## Task objective
Copy each of the lines below word for word, leaving nothing out.

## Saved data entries
- - - - -

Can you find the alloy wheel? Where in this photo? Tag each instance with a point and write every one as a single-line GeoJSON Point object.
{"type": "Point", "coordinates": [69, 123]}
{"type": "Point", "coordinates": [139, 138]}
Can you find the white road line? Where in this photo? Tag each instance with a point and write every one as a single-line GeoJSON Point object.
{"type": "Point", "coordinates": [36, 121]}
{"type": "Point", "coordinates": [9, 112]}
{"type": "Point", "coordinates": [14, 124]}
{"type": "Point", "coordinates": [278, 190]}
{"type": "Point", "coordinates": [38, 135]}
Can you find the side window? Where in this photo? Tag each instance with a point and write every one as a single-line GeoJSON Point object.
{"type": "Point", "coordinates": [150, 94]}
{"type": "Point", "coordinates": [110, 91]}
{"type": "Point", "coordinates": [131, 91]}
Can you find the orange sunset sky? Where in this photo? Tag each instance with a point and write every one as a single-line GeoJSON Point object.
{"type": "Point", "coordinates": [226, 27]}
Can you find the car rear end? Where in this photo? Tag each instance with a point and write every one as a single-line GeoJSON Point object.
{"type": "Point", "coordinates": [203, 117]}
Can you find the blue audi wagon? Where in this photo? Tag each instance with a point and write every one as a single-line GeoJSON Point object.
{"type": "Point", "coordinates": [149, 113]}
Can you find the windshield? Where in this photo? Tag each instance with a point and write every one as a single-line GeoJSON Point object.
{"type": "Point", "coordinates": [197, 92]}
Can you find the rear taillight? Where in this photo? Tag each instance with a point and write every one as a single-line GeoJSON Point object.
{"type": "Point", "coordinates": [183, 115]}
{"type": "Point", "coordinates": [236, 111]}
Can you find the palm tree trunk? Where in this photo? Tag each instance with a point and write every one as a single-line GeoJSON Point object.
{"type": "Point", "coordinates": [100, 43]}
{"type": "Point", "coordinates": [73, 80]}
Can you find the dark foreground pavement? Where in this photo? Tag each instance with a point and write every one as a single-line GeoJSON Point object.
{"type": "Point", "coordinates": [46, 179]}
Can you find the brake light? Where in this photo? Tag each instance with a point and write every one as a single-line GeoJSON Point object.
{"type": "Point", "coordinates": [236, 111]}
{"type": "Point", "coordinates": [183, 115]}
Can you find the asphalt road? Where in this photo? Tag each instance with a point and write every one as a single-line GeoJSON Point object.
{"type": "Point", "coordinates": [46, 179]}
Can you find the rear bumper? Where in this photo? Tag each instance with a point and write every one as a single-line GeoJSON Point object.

- - - - -

## Task solution
Can you find the alloy wheel? Where in this photo? Tag each instance with a point and write every one as a single-line GeoJSON Point object.
{"type": "Point", "coordinates": [69, 123]}
{"type": "Point", "coordinates": [139, 138]}
Can you find the white road line? Where in this photo? Tag each instance with a point and write every one as a single-line GeoJSON Point object.
{"type": "Point", "coordinates": [36, 121]}
{"type": "Point", "coordinates": [9, 112]}
{"type": "Point", "coordinates": [14, 124]}
{"type": "Point", "coordinates": [278, 190]}
{"type": "Point", "coordinates": [38, 135]}
Can you find the side window? Where in this photo? Tag each instance with a point and write every one as a single-line GeoJSON Point object.
{"type": "Point", "coordinates": [150, 94]}
{"type": "Point", "coordinates": [110, 91]}
{"type": "Point", "coordinates": [131, 91]}
Can you find the orange sunset sky? Where in this photo? Tag each instance with a point and write every one as a single-line GeoJSON Point object.
{"type": "Point", "coordinates": [226, 27]}
Can you find the car rear end? Where in this photo? Tag each instance with a point and write every one as a single-line GeoJSON Point object.
{"type": "Point", "coordinates": [203, 117]}
Can you find the blue audi wagon? Where in this photo? Tag each instance with a point and write every one as a single-line GeoJSON Point object.
{"type": "Point", "coordinates": [149, 113]}
Can you find the windshield? Where in this photo? Tag each instance with a point and write every one as a single-line GeoJSON Point object.
{"type": "Point", "coordinates": [197, 92]}
Can you find the rear taillight? Where in this photo? Tag each instance with a point and write every one as a single-line GeoJSON Point object.
{"type": "Point", "coordinates": [183, 115]}
{"type": "Point", "coordinates": [236, 111]}
Can you find the palm tree trunk? Where in this photo? Tag each instance with a point and write every one as a single-line GeoJSON Point object.
{"type": "Point", "coordinates": [100, 43]}
{"type": "Point", "coordinates": [73, 80]}
Can you find the dark foreground pavement? Where in this photo? Tag each instance with a point and write every one as a single-line GeoJSON Point object.
{"type": "Point", "coordinates": [46, 179]}
Can you find the brake light? Where in this photo? Tag each instance with a point and write every one as a single-line GeoJSON Point object.
{"type": "Point", "coordinates": [236, 111]}
{"type": "Point", "coordinates": [183, 115]}
Can you find the asphalt road? Where in this photo? Tag each instance with a point and write every one as a single-line GeoJSON Point object.
{"type": "Point", "coordinates": [46, 179]}
Can you find the rear bumper? Where in this photo? Tag each instance with a point and write every one as a single-line GeoJSON Point object.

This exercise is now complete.